**Written exercise:** Give these lines again with "Target" substituted by "Object" wherever it occurs, and change nothing else. Leave the pictures out.

**The records:**
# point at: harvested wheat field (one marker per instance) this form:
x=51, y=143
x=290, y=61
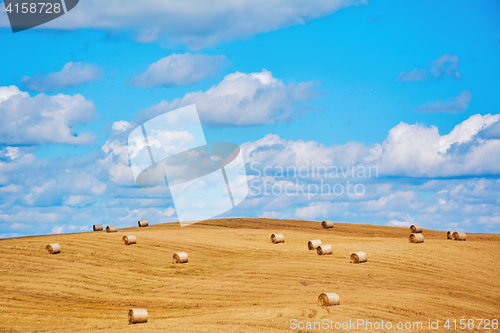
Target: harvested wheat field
x=236, y=280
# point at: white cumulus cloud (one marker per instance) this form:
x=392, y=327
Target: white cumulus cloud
x=242, y=99
x=72, y=74
x=43, y=119
x=454, y=104
x=179, y=69
x=446, y=64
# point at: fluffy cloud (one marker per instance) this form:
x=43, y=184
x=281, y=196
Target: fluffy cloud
x=455, y=104
x=121, y=126
x=43, y=119
x=408, y=151
x=72, y=74
x=419, y=151
x=179, y=69
x=446, y=64
x=439, y=181
x=195, y=23
x=242, y=99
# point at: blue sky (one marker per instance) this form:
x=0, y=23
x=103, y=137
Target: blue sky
x=408, y=87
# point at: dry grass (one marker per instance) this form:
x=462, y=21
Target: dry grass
x=237, y=281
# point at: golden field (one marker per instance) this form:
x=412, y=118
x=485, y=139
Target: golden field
x=236, y=280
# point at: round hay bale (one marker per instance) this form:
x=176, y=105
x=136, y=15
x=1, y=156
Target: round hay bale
x=359, y=257
x=111, y=228
x=459, y=236
x=313, y=245
x=324, y=249
x=53, y=248
x=416, y=228
x=416, y=238
x=129, y=239
x=327, y=224
x=179, y=258
x=137, y=316
x=328, y=299
x=277, y=238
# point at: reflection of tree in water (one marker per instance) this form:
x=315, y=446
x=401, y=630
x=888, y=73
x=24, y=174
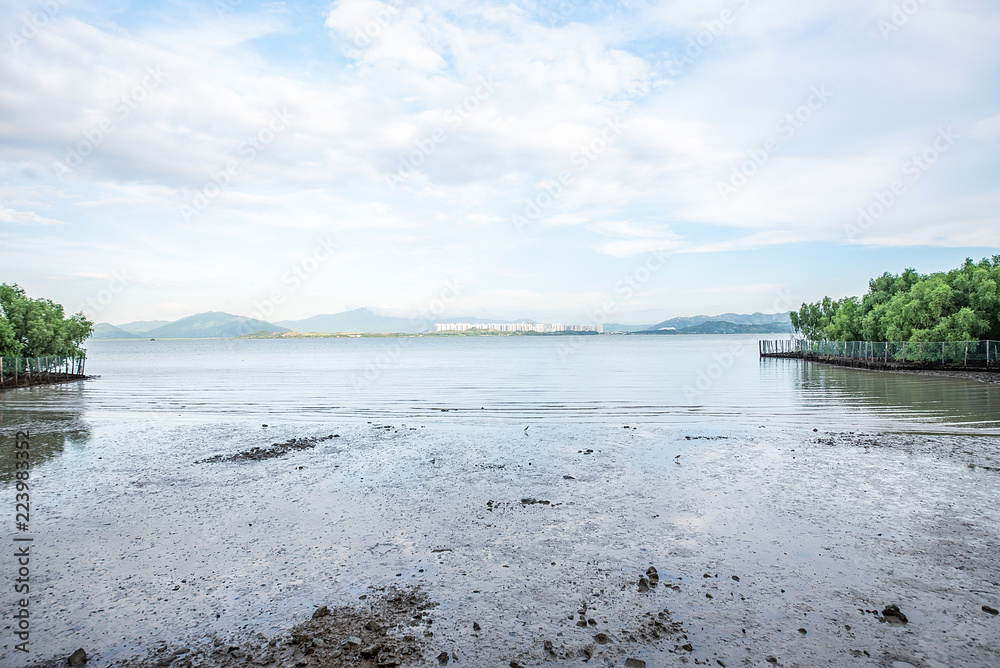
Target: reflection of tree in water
x=949, y=399
x=51, y=415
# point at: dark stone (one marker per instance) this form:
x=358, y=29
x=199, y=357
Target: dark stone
x=370, y=651
x=894, y=612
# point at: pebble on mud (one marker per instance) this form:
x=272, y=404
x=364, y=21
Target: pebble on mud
x=893, y=613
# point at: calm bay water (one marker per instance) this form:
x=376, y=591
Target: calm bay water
x=684, y=379
x=137, y=540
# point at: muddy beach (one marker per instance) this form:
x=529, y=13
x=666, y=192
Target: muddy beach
x=433, y=544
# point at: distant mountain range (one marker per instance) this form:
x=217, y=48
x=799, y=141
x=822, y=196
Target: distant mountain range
x=724, y=327
x=216, y=324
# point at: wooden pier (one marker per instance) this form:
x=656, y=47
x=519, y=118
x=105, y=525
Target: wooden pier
x=889, y=355
x=43, y=370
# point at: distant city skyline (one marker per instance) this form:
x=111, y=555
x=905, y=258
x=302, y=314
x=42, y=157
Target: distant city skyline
x=568, y=162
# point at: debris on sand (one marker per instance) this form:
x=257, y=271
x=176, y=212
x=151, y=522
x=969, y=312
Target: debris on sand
x=891, y=613
x=379, y=633
x=258, y=453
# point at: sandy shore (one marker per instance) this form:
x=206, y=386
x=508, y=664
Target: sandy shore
x=500, y=546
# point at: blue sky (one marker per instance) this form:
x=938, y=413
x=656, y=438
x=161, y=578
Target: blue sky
x=288, y=159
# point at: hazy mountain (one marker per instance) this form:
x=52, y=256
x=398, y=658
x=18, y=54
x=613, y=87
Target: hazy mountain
x=103, y=330
x=725, y=327
x=142, y=326
x=734, y=318
x=358, y=320
x=211, y=325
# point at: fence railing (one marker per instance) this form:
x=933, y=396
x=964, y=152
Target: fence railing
x=982, y=354
x=24, y=371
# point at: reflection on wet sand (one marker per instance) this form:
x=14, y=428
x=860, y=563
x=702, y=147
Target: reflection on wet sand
x=29, y=410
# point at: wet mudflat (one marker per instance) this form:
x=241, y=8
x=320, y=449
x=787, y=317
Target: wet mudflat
x=771, y=546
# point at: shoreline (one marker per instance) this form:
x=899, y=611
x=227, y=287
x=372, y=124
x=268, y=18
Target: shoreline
x=788, y=545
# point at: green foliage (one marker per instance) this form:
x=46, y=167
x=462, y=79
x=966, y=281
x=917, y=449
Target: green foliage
x=36, y=327
x=960, y=305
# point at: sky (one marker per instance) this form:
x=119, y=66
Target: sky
x=566, y=161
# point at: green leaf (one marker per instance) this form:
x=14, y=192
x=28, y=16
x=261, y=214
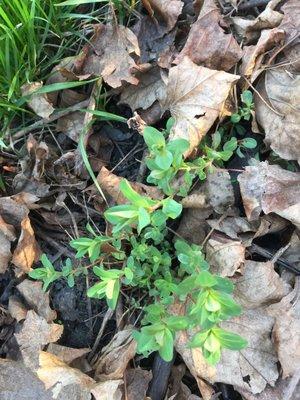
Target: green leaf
x=143, y=219
x=249, y=143
x=177, y=323
x=171, y=208
x=153, y=138
x=247, y=97
x=230, y=340
x=166, y=350
x=134, y=197
x=164, y=159
x=235, y=118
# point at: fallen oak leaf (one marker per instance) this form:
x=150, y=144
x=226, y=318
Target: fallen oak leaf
x=109, y=54
x=165, y=12
x=269, y=188
x=195, y=97
x=38, y=102
x=207, y=43
x=27, y=251
x=281, y=119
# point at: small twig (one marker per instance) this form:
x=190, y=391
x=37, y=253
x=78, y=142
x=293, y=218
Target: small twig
x=109, y=313
x=269, y=255
x=54, y=117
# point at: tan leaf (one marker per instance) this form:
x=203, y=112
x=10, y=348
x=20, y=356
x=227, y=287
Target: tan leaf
x=195, y=97
x=254, y=55
x=281, y=90
x=115, y=357
x=109, y=390
x=268, y=19
x=149, y=89
x=269, y=188
x=110, y=183
x=225, y=256
x=260, y=285
x=39, y=103
x=52, y=371
x=34, y=335
x=286, y=331
x=66, y=354
x=37, y=299
x=252, y=368
x=19, y=382
x=165, y=12
x=27, y=250
x=110, y=54
x=207, y=43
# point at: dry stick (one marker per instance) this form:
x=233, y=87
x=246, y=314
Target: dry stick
x=109, y=313
x=262, y=99
x=54, y=117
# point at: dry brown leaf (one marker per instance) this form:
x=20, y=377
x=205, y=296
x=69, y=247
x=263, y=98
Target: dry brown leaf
x=225, y=256
x=195, y=97
x=52, y=371
x=260, y=285
x=37, y=299
x=16, y=308
x=18, y=382
x=110, y=182
x=268, y=19
x=165, y=12
x=269, y=188
x=39, y=103
x=115, y=357
x=109, y=390
x=281, y=90
x=286, y=331
x=34, y=335
x=27, y=251
x=252, y=368
x=66, y=354
x=254, y=55
x=207, y=43
x=150, y=88
x=137, y=381
x=110, y=54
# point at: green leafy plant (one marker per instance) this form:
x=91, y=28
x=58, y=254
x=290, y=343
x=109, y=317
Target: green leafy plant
x=175, y=289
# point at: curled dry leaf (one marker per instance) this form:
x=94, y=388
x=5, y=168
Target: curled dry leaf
x=266, y=286
x=37, y=299
x=254, y=55
x=269, y=188
x=225, y=256
x=250, y=369
x=115, y=357
x=39, y=103
x=207, y=43
x=281, y=119
x=110, y=55
x=19, y=382
x=268, y=19
x=195, y=97
x=110, y=182
x=150, y=88
x=286, y=331
x=165, y=12
x=34, y=335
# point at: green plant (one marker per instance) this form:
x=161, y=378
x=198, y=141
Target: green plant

**Result:**
# point at: harvested wheat field (one marker per instance) this form:
x=51, y=143
x=290, y=61
Object: harvested wheat field
x=236, y=280
# point at: white cumulus cloud (one marker per instance) this form:
x=392, y=327
Object: white cumulus cloud
x=242, y=99
x=72, y=74
x=43, y=119
x=454, y=104
x=179, y=69
x=446, y=64
# point at: fluffy cloud (one marker per instance) this form:
x=43, y=184
x=281, y=196
Object: fluffy cloud
x=455, y=104
x=121, y=126
x=43, y=119
x=408, y=151
x=72, y=74
x=419, y=151
x=179, y=69
x=446, y=64
x=439, y=181
x=195, y=23
x=242, y=99
# point at: blue sky (one marker per instance) this form:
x=0, y=23
x=103, y=137
Object: blue sky
x=408, y=87
# point at: dry grass (one marker per instance) this form:
x=462, y=21
Object: dry grass
x=237, y=281
# point at: golden field (one marker per instance) this form:
x=412, y=118
x=485, y=139
Object: golden field
x=236, y=280
# point at: round hay bale (one marker per instance) this form:
x=176, y=105
x=136, y=15
x=1, y=156
Object: round hay bale
x=359, y=257
x=111, y=228
x=459, y=236
x=313, y=245
x=324, y=249
x=53, y=248
x=416, y=228
x=416, y=238
x=129, y=239
x=327, y=224
x=179, y=258
x=137, y=316
x=328, y=299
x=277, y=238
# point at: reflection of tree in water (one marker per instance) this form:
x=315, y=446
x=401, y=630
x=888, y=73
x=24, y=174
Object: reflection of tree in water
x=949, y=399
x=51, y=415
# point at: dark stone (one marker per instance) this form:
x=358, y=29
x=199, y=357
Object: dark stone
x=370, y=651
x=894, y=612
# point at: pebble on mud (one marker per instance) this form:
x=272, y=404
x=364, y=21
Object: pebble on mud
x=893, y=613
# point at: calm bay water (one marker per instance) this form:
x=376, y=591
Object: calm bay water
x=684, y=379
x=137, y=540
# point at: muddy beach (one marker per instance) this form:
x=529, y=13
x=666, y=192
Object: muddy beach
x=433, y=544
# point at: distant mountain range (one marker per instance) this form:
x=217, y=48
x=799, y=141
x=822, y=196
Object: distant mountain range
x=724, y=327
x=216, y=324
# point at: wooden pier (one marker per instance) this form:
x=656, y=47
x=519, y=118
x=105, y=525
Object: wooden pier
x=889, y=355
x=43, y=370
# point at: distant city skyline (one marker per instance) this form:
x=111, y=555
x=905, y=258
x=302, y=314
x=42, y=157
Object: distant city skyline
x=568, y=162
# point at: debris on sand (one marker per instance) this form:
x=257, y=271
x=176, y=212
x=151, y=522
x=969, y=312
Object: debris on sand
x=891, y=613
x=379, y=633
x=258, y=453
# point at: sandy shore (one marker per instance) this form:
x=206, y=386
x=508, y=664
Object: sandy shore
x=500, y=546
# point at: blue sky (one marker per instance) this form:
x=938, y=413
x=656, y=438
x=161, y=578
Object: blue sky
x=288, y=159
# point at: hazy mountain (one marker per instance) this form:
x=52, y=256
x=398, y=658
x=18, y=54
x=613, y=87
Object: hazy mountain
x=103, y=330
x=725, y=327
x=142, y=326
x=734, y=318
x=358, y=320
x=211, y=325
# point at: fence railing (one marker per instance) this form:
x=933, y=396
x=964, y=152
Object: fence railing
x=982, y=354
x=24, y=371
# point at: reflection on wet sand (one marker per instance) this form:
x=14, y=428
x=860, y=563
x=702, y=147
Object: reflection on wet sand
x=29, y=410
# point at: wet mudflat (one marker per instance) this form:
x=241, y=8
x=320, y=449
x=787, y=317
Object: wet mudflat
x=771, y=546
# point at: shoreline (one marker per instance) this form:
x=899, y=611
x=227, y=287
x=372, y=124
x=268, y=18
Object: shoreline
x=788, y=545
# point at: green foliage (one marker per instance) this form:
x=46, y=167
x=462, y=79
x=966, y=281
x=917, y=449
Object: green foliage
x=36, y=327
x=960, y=305
# point at: sky (one marker per instance) this form:
x=119, y=66
Object: sky
x=566, y=161
# point at: green leaf (one marker per instance) this form:
x=14, y=192
x=28, y=16
x=261, y=214
Object: green leaf
x=143, y=219
x=249, y=143
x=177, y=323
x=171, y=208
x=153, y=138
x=247, y=97
x=230, y=340
x=166, y=350
x=134, y=197
x=164, y=159
x=235, y=118
# point at: fallen oak leaf (one marker per instance) this form:
x=150, y=144
x=226, y=318
Object: fallen oak leaf
x=109, y=54
x=165, y=12
x=269, y=188
x=195, y=97
x=38, y=102
x=207, y=43
x=27, y=251
x=281, y=119
# point at: small twig (one marker per instance) this form:
x=190, y=391
x=37, y=253
x=78, y=142
x=293, y=218
Object: small twig
x=109, y=313
x=269, y=255
x=54, y=117
# point at: tan leaf (one marker per instance) this form:
x=203, y=112
x=10, y=348
x=20, y=356
x=227, y=287
Object: tan leaf
x=195, y=97
x=254, y=55
x=281, y=90
x=115, y=357
x=109, y=390
x=268, y=19
x=149, y=89
x=269, y=188
x=110, y=183
x=225, y=256
x=260, y=285
x=39, y=103
x=52, y=371
x=34, y=335
x=286, y=331
x=66, y=354
x=37, y=299
x=252, y=368
x=19, y=382
x=165, y=12
x=27, y=250
x=110, y=54
x=207, y=43
# point at: dry stick (one marker per instance) this form:
x=233, y=87
x=246, y=314
Object: dry stick
x=109, y=313
x=262, y=99
x=54, y=117
# point at: dry brown leaf (one marker per instance) this form:
x=20, y=377
x=205, y=296
x=69, y=247
x=263, y=98
Object: dry brown leaf
x=225, y=256
x=195, y=97
x=52, y=371
x=260, y=285
x=37, y=299
x=16, y=308
x=18, y=382
x=110, y=182
x=268, y=19
x=165, y=12
x=269, y=188
x=39, y=103
x=115, y=357
x=109, y=390
x=281, y=90
x=286, y=331
x=34, y=335
x=27, y=251
x=252, y=368
x=66, y=354
x=254, y=55
x=207, y=43
x=150, y=88
x=137, y=381
x=110, y=54
# point at: green leafy plant (one marker per instance) this form:
x=91, y=28
x=58, y=254
x=290, y=343
x=109, y=317
Object: green leafy plant
x=175, y=289
# point at: curled dry leaf (one marker per instance) this form:
x=94, y=388
x=5, y=168
Object: curled dry leaf
x=266, y=286
x=37, y=299
x=254, y=55
x=269, y=188
x=225, y=256
x=250, y=369
x=115, y=357
x=39, y=103
x=207, y=43
x=281, y=119
x=110, y=55
x=19, y=382
x=268, y=19
x=195, y=97
x=110, y=182
x=150, y=88
x=286, y=331
x=165, y=12
x=34, y=335
# point at: green plant (one marker per instance) this form:
x=161, y=378
x=198, y=141
Object: green plant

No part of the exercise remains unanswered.